— Begin Provided material —

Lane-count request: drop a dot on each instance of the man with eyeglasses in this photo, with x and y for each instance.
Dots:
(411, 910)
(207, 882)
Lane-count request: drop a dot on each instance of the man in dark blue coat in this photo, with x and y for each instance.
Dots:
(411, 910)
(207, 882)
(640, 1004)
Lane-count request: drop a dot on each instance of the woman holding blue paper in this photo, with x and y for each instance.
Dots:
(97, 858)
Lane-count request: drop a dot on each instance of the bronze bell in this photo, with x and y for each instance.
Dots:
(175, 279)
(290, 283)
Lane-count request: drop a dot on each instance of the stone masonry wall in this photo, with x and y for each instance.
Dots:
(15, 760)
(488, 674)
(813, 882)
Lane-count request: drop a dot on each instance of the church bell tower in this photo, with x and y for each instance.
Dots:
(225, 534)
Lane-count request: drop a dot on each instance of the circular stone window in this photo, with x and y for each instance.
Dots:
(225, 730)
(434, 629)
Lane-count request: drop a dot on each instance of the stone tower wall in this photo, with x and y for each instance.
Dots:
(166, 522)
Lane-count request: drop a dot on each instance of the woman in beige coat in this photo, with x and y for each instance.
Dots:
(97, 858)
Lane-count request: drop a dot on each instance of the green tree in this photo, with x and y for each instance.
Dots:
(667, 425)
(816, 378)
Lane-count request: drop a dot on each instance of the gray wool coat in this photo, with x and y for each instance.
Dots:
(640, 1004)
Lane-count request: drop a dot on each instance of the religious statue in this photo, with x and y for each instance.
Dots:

— End Provided material —

**Work instructions**
Copy out the rows starting at the one that contains "Lane-count request: drop a dot on each instance of the green" and ending at the last row, keeping the requests. In the dots, raise every x and y coordinate by 9.

**Correct response**
Lane-count request: drop a dot on each instance of the green tree in this photo, with x and y for each instance.
Dots:
(676, 434)
(825, 387)
Lane-count request: drop a dot on each instance of the gray wool coat in this photo, with x and y for each instance.
Dots:
(649, 1013)
Lane-count request: drop a dot on each instance of the religious statue in this photo, with x and y for each instance.
Dots:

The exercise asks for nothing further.